======== Source records
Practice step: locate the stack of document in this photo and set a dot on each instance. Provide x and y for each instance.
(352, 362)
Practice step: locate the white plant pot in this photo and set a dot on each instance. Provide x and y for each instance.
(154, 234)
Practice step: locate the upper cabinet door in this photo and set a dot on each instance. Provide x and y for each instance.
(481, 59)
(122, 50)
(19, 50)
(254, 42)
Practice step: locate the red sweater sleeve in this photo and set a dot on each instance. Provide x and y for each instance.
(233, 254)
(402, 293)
================
======== Source records
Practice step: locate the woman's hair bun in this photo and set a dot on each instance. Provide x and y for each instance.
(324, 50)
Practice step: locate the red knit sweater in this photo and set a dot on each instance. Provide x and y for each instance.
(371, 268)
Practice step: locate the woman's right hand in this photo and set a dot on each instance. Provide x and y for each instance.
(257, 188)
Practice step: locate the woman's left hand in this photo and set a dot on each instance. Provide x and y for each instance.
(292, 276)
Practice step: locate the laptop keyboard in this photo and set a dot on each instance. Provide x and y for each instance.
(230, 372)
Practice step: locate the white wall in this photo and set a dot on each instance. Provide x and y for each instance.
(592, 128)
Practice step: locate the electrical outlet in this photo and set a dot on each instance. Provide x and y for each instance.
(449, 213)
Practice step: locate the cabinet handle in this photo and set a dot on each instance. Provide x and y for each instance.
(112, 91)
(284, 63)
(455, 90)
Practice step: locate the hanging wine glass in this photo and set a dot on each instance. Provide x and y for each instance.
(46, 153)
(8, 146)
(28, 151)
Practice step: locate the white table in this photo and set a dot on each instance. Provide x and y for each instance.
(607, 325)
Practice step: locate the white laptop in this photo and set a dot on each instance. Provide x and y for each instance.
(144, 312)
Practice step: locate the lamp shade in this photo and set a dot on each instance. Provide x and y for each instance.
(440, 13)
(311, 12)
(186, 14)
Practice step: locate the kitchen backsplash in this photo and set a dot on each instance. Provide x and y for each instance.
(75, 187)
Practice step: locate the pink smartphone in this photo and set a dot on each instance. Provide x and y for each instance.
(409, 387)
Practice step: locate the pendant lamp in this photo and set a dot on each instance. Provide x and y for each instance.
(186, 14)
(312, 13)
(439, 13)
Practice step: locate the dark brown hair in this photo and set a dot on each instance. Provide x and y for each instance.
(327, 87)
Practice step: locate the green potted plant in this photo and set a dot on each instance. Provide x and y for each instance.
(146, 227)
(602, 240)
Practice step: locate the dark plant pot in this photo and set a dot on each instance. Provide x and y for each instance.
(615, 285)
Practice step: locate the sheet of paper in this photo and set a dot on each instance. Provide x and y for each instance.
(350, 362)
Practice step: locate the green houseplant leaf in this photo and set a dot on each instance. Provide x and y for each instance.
================
> _What you have to do_
Echo back the lines from the one containing "Practice step: locate the pendant" through the one containing "Practice step: locate the green houseplant", both included, exactly as they stand.

> _Reply_
Practice step: locate the pendant lamp in this photo and set a dot on each instance. Provide x and y for each instance.
(186, 14)
(312, 13)
(439, 13)
Practice step: locate the dark brown hair in this photo and set a dot on each instance. Provide x and y for each instance.
(327, 87)
Practice step: locate the green potted plant in this photo and set a dot on each instance. Provide x and y for each instance.
(146, 227)
(602, 240)
Practice step: locate the dark plant pot in this photo and set a dot on each instance. Provide x and y for each instance.
(615, 285)
Practice step: locate the sheet of paper in this photo and set a dot on each instance. Provide x and y for each instance.
(350, 362)
Practice step: locate the green houseplant leaf in this photo and set a dot on each instance. Provide x and y for each instance.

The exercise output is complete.